Task statement ▸ The response should consist of every line below, restated exactly, with no pictures.

Record set ▸
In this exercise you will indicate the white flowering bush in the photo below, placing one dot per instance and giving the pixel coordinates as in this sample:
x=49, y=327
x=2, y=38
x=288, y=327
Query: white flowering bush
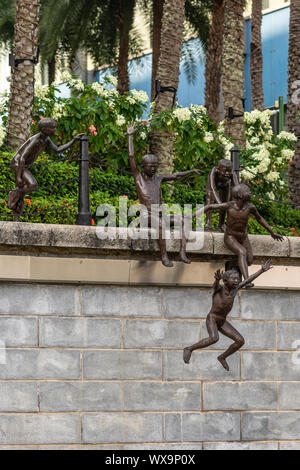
x=267, y=157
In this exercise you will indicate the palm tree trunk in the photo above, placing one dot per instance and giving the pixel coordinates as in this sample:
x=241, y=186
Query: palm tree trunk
x=168, y=73
x=22, y=75
x=258, y=101
x=156, y=37
x=233, y=69
x=294, y=100
x=213, y=66
x=125, y=21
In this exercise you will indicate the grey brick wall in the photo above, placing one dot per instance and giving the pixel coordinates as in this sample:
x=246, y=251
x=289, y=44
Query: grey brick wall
x=99, y=367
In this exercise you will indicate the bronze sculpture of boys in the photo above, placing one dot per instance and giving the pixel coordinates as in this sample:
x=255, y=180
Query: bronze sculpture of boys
x=222, y=303
x=148, y=186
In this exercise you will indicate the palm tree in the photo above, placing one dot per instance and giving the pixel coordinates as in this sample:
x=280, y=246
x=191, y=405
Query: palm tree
x=213, y=66
x=258, y=101
x=22, y=74
x=293, y=100
x=125, y=18
x=102, y=27
x=168, y=75
x=233, y=69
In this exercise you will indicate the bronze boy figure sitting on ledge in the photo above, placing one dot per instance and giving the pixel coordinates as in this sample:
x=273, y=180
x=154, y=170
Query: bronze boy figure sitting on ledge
x=148, y=186
x=222, y=303
x=25, y=158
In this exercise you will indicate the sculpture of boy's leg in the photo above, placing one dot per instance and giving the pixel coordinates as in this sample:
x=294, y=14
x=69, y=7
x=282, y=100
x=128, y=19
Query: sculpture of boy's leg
x=213, y=337
x=228, y=330
x=16, y=196
x=222, y=213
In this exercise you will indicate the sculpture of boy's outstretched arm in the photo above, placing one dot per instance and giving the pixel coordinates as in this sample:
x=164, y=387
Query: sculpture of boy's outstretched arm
x=64, y=147
x=180, y=175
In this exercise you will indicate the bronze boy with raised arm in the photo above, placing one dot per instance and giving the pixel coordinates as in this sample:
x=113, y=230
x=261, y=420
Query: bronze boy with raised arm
x=148, y=186
x=220, y=181
x=222, y=303
x=25, y=158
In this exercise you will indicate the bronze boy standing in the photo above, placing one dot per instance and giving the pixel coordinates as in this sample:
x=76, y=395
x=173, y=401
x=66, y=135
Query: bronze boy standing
x=25, y=158
x=148, y=186
x=223, y=298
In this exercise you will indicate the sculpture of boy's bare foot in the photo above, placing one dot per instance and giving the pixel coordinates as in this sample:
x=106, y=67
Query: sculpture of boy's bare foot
x=166, y=262
x=187, y=352
x=184, y=258
x=223, y=362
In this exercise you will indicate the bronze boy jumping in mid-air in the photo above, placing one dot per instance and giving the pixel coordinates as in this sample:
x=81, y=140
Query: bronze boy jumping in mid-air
x=220, y=181
x=25, y=158
x=223, y=299
x=148, y=186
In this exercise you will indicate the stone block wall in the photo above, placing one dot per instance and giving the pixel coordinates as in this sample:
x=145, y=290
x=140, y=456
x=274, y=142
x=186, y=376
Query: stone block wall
x=100, y=367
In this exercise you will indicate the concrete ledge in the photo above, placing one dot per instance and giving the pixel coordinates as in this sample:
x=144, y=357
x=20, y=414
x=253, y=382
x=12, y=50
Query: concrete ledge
x=70, y=239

Output for this exercise ▸
In this exercise you will indicate the white flowering bush in the photo below, placing one dot per instance and giving the pixel coordinates as in this sample:
x=49, y=327
x=2, y=38
x=288, y=327
Query: white flowering bush
x=267, y=157
In this exercise you will indicate the palm tree trunk in the photo above, placing one dot per instance and giving the pixel coordinates as in this sample:
x=241, y=186
Query: palm tree trunk
x=168, y=73
x=22, y=75
x=258, y=101
x=156, y=37
x=233, y=69
x=294, y=100
x=213, y=66
x=125, y=21
In this exercise you will indicate the grey brick wall in the photo above, placing one dot per instance and giving the pixel coordinates as in this sample:
x=246, y=251
x=289, y=44
Query: grey brick wall
x=99, y=367
In this exercise you will indicate the bronze sculpture of boys in the photo above, placing one dot per instance and giving the pixel coordinates as in this sample:
x=255, y=180
Query: bronze sculpture of boys
x=222, y=303
x=148, y=186
In this exercise you will indicate the palm tree in the photo above, placing one dot per instance and giving the pixel coordinates as in this sample:
x=280, y=246
x=191, y=405
Query: palm tree
x=213, y=66
x=258, y=101
x=22, y=74
x=293, y=100
x=125, y=18
x=102, y=27
x=168, y=75
x=233, y=69
In this exercise you will indicate the bronze boy figure sitting on ledge in the photo above, placing one dot per instance and giving the pixel coordinates as in this sample:
x=273, y=180
x=154, y=170
Query: bronze boy figure sitting on ledge
x=148, y=186
x=222, y=303
x=25, y=158
In this exercise you will indicate the sculpture of boy's leg in the photo above, placing one dot per instance and giving the pixel coordinates as in this sample:
x=294, y=14
x=69, y=7
x=282, y=100
x=128, y=19
Query: sculpture of boy's leg
x=213, y=337
x=228, y=330
x=16, y=196
x=222, y=213
In this exercise you will indicate the sculpture of boy's outstretched arm in the photo above, placing one dot per instance and giving the pixel coordinates as in this sample:
x=164, y=387
Query: sculpture of boy's outstretched arm
x=64, y=147
x=180, y=175
In this exercise you will indicate the bronze boy with raised arm in the photo above, placing one dot per instance and giving the pixel coordinates as in this sample:
x=113, y=230
x=261, y=420
Query: bronze boy with raised arm
x=148, y=186
x=220, y=181
x=222, y=303
x=25, y=158
In this exercise you will indicate the bronze boy standing in the photo above, placing one dot per instance and giving the pixel coordinates as in this sample:
x=76, y=395
x=173, y=401
x=66, y=135
Query: bronze boy standing
x=25, y=158
x=148, y=186
x=223, y=298
In this exercise you will indicate the sculpture of boy's bare foot in the photo above, placing one dot per instance and giving the pixel coordinates as in this sample:
x=106, y=67
Query: sculpture of boy's bare foot
x=166, y=262
x=187, y=352
x=184, y=258
x=223, y=362
In this exercise you will indicate the bronze boy jumping in mid-air in the photo above, placing one dot per instance and giving the pixel coordinates as in this sample:
x=81, y=140
Query: bronze boy jumping in mid-air
x=220, y=181
x=25, y=158
x=223, y=299
x=148, y=186
In this exercise you will indicate the stone block wall in the photo above, placing one dot per instance and giving the pixel coordinates as in this sample:
x=145, y=290
x=140, y=456
x=274, y=142
x=186, y=376
Query: stone block wall
x=100, y=367
In this exercise you will indicate the concrete ledge in the photo above, placing one dot per instance and giving the pixel coordinates as in this sample:
x=144, y=357
x=20, y=414
x=253, y=382
x=12, y=50
Query: concrete ledge
x=70, y=239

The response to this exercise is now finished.